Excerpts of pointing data
+ + +

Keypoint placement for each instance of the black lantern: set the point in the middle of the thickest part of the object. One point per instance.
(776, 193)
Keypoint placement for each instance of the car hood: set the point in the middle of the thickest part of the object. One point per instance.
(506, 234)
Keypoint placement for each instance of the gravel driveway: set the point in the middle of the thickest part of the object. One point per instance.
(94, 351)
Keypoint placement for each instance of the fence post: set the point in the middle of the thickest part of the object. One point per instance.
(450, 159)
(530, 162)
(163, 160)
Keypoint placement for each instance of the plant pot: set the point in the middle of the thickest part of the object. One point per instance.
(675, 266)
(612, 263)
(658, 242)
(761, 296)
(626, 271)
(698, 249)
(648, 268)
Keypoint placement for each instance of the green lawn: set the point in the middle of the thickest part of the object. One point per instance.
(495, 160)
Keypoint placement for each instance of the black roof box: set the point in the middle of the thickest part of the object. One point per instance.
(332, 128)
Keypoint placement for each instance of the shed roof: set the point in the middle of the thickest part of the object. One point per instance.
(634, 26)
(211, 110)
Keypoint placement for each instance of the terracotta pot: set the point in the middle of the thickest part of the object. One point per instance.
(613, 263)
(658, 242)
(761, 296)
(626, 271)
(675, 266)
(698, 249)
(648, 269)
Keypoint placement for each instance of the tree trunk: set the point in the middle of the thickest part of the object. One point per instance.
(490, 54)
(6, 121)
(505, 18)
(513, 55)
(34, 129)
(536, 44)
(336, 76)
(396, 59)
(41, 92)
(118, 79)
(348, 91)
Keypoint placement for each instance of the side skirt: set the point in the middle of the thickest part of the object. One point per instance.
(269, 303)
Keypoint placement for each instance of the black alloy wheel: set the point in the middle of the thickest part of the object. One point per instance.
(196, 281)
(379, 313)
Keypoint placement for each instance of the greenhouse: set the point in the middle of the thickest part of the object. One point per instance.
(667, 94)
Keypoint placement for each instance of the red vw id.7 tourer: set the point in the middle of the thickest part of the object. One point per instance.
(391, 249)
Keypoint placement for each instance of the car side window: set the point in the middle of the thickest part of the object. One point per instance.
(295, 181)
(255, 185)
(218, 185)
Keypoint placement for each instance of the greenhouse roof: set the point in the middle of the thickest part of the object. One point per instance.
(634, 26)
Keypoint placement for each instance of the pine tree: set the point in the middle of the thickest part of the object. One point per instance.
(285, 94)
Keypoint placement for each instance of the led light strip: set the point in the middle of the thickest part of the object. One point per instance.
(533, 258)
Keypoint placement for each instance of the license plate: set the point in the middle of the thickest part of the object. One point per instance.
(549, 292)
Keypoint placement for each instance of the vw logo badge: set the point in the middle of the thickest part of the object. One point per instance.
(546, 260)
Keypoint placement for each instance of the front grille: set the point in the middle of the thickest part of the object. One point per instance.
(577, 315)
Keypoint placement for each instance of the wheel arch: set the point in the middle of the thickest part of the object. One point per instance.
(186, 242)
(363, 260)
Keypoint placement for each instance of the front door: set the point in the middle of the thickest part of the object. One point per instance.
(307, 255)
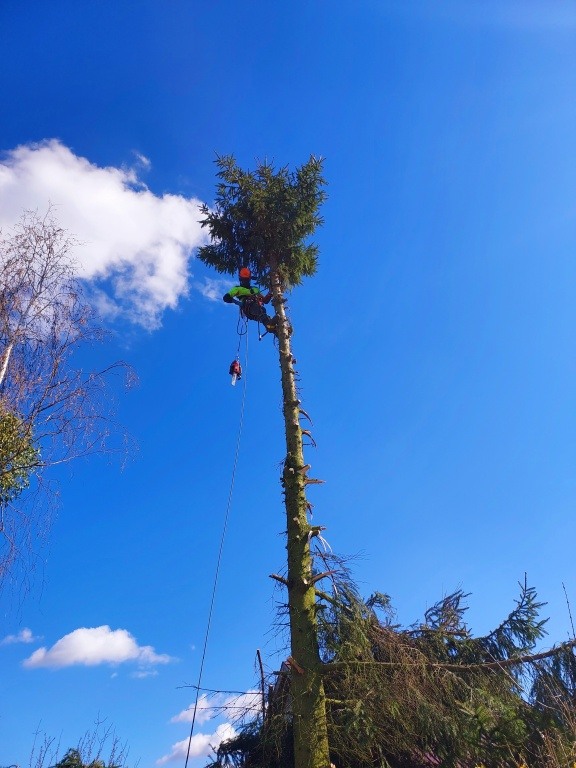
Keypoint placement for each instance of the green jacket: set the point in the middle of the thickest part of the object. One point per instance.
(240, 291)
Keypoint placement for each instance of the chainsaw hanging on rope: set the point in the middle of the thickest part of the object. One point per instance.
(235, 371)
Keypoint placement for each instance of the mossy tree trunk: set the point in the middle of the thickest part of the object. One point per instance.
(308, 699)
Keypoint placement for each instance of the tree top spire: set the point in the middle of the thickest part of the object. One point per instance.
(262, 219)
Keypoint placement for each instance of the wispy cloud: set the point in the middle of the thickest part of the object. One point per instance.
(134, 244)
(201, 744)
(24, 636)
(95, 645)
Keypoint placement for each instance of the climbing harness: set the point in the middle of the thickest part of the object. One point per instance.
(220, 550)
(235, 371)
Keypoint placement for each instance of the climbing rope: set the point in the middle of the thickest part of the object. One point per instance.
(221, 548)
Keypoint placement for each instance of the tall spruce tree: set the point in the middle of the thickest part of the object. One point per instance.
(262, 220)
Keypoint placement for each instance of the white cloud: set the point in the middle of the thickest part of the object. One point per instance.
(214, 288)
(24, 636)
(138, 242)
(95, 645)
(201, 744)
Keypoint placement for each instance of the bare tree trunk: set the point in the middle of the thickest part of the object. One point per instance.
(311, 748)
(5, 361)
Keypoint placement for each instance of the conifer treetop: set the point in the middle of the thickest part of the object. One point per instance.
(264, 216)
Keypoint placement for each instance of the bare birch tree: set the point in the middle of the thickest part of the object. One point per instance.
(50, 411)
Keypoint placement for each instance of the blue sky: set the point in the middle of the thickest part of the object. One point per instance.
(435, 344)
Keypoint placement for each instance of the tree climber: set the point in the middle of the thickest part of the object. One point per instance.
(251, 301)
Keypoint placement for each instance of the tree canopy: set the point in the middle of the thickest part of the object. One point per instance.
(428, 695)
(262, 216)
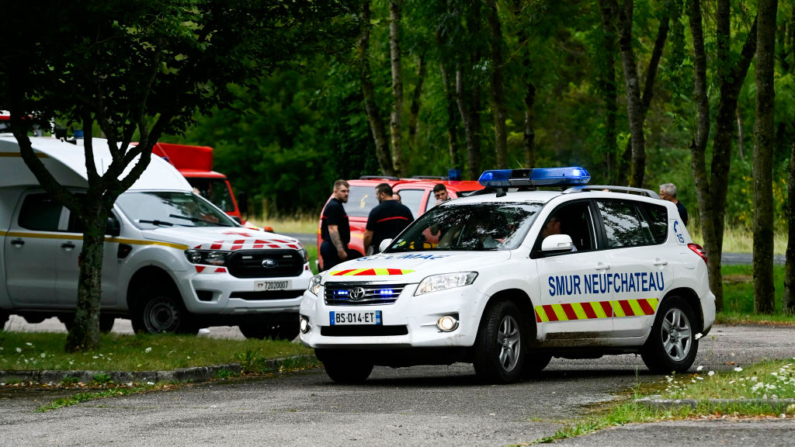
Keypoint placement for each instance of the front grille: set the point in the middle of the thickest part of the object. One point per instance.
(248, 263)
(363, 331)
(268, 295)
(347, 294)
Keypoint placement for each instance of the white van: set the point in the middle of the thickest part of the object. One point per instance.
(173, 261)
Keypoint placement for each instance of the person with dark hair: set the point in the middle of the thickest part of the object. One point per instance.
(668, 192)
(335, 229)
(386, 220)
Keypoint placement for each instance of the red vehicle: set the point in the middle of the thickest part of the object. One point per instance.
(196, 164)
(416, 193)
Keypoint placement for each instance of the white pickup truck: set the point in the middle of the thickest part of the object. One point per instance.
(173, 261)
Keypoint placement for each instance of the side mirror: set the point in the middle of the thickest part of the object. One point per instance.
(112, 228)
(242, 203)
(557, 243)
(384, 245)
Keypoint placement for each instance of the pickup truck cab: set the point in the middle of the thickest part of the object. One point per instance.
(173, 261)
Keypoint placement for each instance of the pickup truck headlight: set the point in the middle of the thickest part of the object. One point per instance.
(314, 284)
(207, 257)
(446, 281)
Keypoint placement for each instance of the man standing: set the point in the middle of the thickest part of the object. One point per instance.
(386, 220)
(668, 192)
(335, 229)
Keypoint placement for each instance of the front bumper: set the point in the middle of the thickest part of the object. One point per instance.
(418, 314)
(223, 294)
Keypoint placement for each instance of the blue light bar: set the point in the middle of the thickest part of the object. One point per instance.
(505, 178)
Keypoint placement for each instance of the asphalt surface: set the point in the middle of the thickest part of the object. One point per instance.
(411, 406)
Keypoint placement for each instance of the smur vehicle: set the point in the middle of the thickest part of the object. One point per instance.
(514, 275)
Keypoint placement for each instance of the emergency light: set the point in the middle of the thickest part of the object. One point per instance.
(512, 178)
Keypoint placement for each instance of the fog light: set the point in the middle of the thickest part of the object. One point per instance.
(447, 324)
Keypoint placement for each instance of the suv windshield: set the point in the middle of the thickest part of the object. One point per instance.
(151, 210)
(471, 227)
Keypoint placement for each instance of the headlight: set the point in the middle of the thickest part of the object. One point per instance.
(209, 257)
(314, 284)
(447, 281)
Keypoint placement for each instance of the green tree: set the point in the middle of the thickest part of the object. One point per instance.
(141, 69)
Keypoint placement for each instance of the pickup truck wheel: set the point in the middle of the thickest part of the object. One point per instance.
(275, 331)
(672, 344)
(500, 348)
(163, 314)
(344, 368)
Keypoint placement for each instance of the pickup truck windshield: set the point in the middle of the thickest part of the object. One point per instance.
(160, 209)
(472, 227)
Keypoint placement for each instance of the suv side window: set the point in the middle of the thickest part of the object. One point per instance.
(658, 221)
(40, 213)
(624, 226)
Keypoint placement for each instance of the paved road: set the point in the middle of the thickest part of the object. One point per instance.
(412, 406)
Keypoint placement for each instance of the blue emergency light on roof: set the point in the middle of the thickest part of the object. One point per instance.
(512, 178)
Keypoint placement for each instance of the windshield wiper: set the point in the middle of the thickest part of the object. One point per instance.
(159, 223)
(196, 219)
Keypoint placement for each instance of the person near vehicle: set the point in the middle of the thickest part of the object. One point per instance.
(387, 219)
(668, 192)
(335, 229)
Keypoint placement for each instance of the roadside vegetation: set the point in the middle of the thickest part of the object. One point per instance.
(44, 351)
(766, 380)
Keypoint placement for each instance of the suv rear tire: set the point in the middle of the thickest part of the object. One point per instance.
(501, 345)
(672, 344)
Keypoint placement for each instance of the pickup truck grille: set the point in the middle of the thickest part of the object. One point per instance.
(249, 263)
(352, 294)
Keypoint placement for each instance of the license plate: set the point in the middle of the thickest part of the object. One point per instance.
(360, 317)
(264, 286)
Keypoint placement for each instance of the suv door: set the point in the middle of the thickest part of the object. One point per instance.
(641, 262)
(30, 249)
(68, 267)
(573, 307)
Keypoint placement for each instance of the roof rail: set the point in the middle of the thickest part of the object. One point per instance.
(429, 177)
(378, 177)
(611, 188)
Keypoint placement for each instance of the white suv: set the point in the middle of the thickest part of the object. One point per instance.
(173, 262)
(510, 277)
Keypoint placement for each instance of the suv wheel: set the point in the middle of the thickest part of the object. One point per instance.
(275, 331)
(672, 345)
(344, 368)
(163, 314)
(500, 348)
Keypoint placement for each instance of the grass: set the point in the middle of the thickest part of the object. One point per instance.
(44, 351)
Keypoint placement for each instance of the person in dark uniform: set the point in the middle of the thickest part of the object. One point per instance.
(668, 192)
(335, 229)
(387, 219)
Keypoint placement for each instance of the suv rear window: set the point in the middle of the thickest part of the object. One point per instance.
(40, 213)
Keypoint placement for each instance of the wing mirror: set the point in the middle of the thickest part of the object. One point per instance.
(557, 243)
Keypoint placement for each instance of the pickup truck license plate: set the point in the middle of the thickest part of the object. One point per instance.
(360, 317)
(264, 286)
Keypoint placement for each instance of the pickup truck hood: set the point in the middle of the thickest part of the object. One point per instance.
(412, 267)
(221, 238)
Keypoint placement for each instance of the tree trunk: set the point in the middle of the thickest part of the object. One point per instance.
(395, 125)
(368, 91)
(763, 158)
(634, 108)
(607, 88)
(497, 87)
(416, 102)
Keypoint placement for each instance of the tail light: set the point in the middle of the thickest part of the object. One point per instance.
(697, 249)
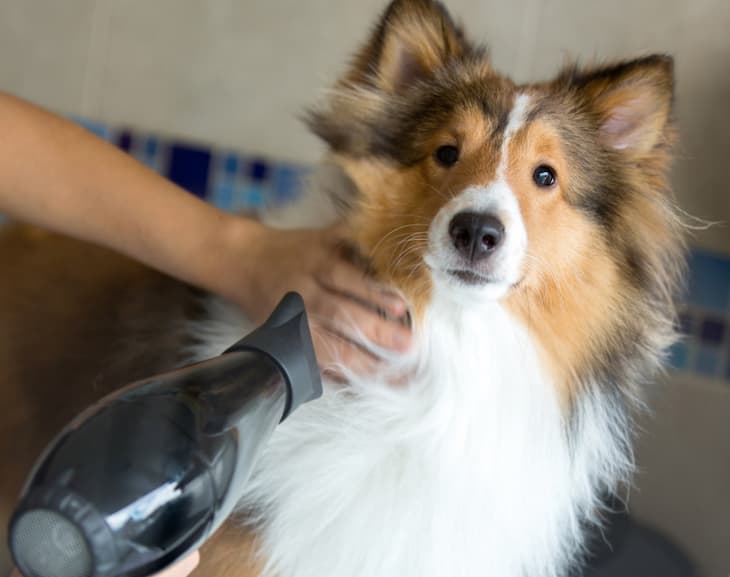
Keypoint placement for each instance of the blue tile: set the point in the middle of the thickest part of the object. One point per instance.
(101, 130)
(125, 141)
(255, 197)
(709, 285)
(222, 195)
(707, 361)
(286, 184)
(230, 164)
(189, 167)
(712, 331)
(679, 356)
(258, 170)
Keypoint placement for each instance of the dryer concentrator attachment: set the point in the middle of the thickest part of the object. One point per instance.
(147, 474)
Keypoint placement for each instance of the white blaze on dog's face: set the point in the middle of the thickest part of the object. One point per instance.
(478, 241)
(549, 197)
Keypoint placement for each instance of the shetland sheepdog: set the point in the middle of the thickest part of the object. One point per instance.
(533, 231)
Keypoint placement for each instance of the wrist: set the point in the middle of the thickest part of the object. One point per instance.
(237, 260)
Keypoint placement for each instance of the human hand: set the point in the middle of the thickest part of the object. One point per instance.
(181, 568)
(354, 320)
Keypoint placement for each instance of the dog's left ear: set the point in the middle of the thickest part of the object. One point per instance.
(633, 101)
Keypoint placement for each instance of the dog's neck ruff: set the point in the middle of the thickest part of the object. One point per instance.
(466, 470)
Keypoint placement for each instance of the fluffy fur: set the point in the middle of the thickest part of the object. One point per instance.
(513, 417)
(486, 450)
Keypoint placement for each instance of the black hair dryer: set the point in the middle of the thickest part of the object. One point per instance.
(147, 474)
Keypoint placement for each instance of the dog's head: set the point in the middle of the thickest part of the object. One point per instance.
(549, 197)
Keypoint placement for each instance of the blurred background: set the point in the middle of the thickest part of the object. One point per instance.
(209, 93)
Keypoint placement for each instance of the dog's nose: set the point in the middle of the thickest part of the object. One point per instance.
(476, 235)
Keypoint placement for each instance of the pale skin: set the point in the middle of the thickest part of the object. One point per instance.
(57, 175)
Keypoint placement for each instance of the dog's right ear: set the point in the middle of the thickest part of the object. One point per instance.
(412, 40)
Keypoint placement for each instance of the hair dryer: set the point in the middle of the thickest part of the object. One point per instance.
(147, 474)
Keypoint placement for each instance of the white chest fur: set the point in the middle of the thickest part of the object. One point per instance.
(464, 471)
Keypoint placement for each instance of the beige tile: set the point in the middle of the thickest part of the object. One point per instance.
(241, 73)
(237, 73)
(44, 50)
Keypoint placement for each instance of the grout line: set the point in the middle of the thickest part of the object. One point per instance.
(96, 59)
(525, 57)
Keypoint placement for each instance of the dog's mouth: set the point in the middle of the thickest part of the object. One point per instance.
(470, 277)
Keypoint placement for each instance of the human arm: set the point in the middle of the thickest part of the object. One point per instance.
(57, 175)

+ + +

• **WHAT THE TASK REQUIRES**
Keep only the lines from the one containing "Keypoint placement for each instance of the blurred" to the end of the entries, and repeat them exactly.

• **FINAL RESULT**
Keypoint placement for each instance of the blurred background: set the point in the middle of the thickest part of the object. One point per instance.
(209, 93)
Keypoint placement for each instance of the dog's nose: set the point in the middle of the thickest part of the object. One point per instance.
(476, 235)
Keypoint placement for each instance of the pale skin: set the point in the middle of the thickest part of the object. One point per instance.
(57, 175)
Keypoint placement for each instance of the dog's right ear: set the point in the middle of the thickest part of the object. One point per instance.
(412, 40)
Keypoint placement for each instance of the hair dryer: set the point in the middle of the thickest part of the object. One point per instance.
(147, 474)
Keypoint placement for each instance of the white chest fur: set the point in the middle of the thickest part of the object. One point per instance.
(464, 471)
Keypoint placement for each instance of the beige tile: set the point in the middle of the thickest part of the object. One point per instance.
(241, 73)
(237, 73)
(44, 50)
Keypoint placement for each instance of the grout line: set the point in the middle of the thickest part of the object. One point per instance.
(96, 59)
(525, 57)
Keypoint placement for each instance of the dog's mouth: set the point in the middle of the thickest part of the object. One point per instance.
(470, 277)
Keypoint placement for each instance of the human arm: set the point in the middle of the thickest part of the object. One point per instance.
(57, 175)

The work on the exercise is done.